··· Passage shown ···

Friday, May 17, 2013

We are a strange kind of creature: a skinny rope ladder of a spine leading up to a thatched loft balanced precariously on top, that serves as a kind of monkey lookout, from which we practice our various savageries against other members of our species, and the rest of nature.
The demise of naïve realism hasn’t been heralded with a fanfare. In all probability you aren’t even aware of it as much of an issue (it is, though). It’s as if the patient died in a remote and obscure hospital far out of town and we only received the news of his passing in some dog-eared and rain-spattered communiqué left at the side of the road.
These two thoughts are related by a stronger binding than initial inspection may suggest, because it was the original division into “world stuff” and “mind stuff” that sponsored the idea of nature being something alien and unruly that had to be tamed by man’s superior intellect and civilizing, progressive tendencies. Nature was a weed-throttled wilderness, and it was the business of man to convert it to a split-level garden for his own pleasure. More than anything, nature was something other than us, something that had to be taken in hand and subjected to a damn good thrashing, like Basil Fawlty’s car.

··· Supplied data ···

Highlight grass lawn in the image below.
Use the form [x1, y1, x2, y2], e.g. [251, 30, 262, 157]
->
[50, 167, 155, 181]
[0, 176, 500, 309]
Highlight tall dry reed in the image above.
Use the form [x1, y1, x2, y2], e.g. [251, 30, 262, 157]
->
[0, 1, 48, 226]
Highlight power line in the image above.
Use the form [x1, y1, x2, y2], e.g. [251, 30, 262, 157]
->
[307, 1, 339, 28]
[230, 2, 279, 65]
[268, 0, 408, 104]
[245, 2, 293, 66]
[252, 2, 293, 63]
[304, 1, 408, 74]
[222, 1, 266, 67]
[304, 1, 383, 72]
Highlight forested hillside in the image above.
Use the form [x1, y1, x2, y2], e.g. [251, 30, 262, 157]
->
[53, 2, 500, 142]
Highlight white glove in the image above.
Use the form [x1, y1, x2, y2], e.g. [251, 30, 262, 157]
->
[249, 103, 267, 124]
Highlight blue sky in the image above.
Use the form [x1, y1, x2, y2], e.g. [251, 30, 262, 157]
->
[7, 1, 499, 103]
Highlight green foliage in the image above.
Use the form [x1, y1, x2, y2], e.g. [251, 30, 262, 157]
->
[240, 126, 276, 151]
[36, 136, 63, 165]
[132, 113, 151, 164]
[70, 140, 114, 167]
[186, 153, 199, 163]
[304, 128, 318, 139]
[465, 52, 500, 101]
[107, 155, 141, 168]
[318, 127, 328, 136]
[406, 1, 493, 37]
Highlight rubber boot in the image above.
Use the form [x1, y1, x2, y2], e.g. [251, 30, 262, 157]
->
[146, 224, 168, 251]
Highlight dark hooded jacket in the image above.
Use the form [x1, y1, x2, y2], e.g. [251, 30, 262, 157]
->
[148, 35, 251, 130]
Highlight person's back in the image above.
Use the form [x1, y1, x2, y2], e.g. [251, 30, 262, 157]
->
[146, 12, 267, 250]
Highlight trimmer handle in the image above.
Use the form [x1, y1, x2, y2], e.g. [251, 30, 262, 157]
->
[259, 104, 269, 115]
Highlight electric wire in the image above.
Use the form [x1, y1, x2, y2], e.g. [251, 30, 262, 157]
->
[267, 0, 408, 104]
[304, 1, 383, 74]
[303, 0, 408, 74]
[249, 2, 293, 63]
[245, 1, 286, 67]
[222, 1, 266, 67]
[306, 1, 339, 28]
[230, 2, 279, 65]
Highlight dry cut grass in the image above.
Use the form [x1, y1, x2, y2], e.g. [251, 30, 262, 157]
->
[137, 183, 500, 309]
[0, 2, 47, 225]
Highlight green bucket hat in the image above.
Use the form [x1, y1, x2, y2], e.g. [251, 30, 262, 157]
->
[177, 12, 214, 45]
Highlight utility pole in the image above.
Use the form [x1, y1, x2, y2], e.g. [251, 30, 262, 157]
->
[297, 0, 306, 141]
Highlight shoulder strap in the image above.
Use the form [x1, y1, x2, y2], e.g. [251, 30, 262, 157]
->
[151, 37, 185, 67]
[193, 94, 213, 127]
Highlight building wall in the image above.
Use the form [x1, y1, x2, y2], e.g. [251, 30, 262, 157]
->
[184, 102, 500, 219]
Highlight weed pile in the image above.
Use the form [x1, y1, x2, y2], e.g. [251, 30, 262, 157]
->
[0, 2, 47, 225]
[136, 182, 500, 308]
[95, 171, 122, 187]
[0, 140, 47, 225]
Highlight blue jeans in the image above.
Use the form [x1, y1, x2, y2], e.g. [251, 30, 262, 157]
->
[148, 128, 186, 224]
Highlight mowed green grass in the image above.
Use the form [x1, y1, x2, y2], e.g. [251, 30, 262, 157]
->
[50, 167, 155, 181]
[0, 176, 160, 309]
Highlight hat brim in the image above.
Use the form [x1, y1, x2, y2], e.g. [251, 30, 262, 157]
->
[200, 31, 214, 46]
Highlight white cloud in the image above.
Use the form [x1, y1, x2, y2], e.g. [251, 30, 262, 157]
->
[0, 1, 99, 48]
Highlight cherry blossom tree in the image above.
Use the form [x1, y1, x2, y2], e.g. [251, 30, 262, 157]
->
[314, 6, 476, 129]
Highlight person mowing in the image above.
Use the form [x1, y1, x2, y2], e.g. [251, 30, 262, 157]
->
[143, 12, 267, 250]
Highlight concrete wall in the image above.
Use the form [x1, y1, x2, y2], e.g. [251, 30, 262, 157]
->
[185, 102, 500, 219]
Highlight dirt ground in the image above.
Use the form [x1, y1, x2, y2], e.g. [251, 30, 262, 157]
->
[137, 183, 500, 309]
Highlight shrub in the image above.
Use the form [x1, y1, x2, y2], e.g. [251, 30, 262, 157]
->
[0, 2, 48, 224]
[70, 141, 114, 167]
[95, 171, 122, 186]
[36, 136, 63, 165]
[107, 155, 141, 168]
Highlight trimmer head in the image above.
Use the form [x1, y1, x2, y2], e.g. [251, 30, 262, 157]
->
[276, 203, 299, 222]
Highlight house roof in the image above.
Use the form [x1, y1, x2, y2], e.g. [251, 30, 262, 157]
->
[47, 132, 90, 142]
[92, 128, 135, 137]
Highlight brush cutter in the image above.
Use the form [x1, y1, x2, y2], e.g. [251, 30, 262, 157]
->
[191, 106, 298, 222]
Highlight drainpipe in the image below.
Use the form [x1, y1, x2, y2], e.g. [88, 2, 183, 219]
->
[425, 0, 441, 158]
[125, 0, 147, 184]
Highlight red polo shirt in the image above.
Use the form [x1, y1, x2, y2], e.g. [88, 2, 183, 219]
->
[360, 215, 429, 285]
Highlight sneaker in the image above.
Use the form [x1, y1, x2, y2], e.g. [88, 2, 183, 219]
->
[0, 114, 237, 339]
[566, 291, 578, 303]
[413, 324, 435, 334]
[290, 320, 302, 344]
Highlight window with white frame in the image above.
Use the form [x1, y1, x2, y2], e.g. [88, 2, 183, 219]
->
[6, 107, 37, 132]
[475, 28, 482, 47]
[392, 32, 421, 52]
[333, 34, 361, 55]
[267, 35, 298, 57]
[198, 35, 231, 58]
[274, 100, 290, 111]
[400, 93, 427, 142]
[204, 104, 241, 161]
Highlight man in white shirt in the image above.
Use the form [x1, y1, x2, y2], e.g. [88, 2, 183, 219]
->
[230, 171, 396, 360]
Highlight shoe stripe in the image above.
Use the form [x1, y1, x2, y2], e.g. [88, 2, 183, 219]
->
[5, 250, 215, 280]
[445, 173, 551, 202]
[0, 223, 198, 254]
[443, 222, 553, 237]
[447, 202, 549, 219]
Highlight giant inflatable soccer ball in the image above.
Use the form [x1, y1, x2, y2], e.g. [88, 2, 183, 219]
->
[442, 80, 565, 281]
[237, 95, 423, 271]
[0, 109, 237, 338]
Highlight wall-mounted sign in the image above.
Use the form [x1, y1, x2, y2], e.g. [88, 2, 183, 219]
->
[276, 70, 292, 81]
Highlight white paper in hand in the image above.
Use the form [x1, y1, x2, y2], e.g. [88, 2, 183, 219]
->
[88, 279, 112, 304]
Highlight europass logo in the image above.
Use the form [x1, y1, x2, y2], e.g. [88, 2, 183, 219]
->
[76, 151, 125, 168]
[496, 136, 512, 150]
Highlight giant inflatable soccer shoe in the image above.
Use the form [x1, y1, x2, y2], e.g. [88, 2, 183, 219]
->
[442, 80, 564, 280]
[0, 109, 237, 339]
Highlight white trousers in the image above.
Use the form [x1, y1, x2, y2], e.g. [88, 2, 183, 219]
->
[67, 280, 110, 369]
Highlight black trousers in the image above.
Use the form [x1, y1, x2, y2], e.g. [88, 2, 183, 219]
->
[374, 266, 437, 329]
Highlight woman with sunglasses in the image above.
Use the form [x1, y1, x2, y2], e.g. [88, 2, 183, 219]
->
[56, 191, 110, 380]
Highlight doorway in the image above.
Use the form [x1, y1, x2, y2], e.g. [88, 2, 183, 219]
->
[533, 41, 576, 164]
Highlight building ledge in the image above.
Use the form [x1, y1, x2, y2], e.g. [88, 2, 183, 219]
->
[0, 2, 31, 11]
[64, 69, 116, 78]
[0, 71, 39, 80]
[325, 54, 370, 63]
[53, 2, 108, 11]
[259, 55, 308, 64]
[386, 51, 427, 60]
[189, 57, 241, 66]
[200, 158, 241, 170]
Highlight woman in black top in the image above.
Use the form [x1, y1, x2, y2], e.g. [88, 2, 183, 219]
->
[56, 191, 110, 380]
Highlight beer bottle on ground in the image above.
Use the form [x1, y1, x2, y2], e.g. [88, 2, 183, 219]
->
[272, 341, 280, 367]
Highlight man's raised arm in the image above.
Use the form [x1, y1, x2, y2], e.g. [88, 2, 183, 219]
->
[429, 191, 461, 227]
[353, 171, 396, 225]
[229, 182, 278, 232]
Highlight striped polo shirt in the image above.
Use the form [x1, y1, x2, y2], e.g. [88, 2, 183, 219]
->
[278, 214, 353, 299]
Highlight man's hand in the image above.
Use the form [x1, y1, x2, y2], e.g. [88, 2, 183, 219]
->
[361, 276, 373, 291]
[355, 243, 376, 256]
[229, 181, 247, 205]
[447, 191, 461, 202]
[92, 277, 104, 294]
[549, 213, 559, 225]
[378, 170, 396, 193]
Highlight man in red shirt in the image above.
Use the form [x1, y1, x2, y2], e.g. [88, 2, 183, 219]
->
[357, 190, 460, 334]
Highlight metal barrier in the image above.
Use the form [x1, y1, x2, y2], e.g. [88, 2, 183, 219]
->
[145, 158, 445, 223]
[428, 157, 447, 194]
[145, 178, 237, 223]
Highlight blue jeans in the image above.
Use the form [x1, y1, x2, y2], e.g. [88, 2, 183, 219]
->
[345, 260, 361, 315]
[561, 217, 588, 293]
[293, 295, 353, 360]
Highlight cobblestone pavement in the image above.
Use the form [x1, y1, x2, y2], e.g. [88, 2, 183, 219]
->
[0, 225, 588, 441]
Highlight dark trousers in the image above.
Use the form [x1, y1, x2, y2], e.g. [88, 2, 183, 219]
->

···

Please duplicate the whole passage on naïve realism and humanity's view of nature, word for word.

### Solved exercise
Friday, May 17, 2013

We are a strange kind of creature: a skinny rope ladder of a spine leading up to a thatched loft balanced precariously on top, that serves as a kind of monkey lookout, from which we practice our various savageries against other members of our species, and the rest of nature.
The demise of naïve realism hasn’t been heralded with a fanfare. In all probability you aren’t even aware of it as much of an issue (it is, though). It’s as if the patient died in a remote and obscure hospital far out of town and we only received the news of his passing in some dog-eared and rain-spattered communiqué left at the side of the road.
These two thoughts are related by a stronger binding than initial inspection may suggest, because it was the original division into “world stuff” and “mind stuff” that sponsored the idea of nature being something alien and unruly that had to be tamed by man’s superior intellect and civilizing, progressive tendencies. Nature was a weed-throttled wilderness, and it was the business of man to convert it to a split-level garden for his own pleasure. More than anything, nature was something other than us, something that had to be taken in hand and subjected to a damn good thrashing, like Basil Fawlty’s car.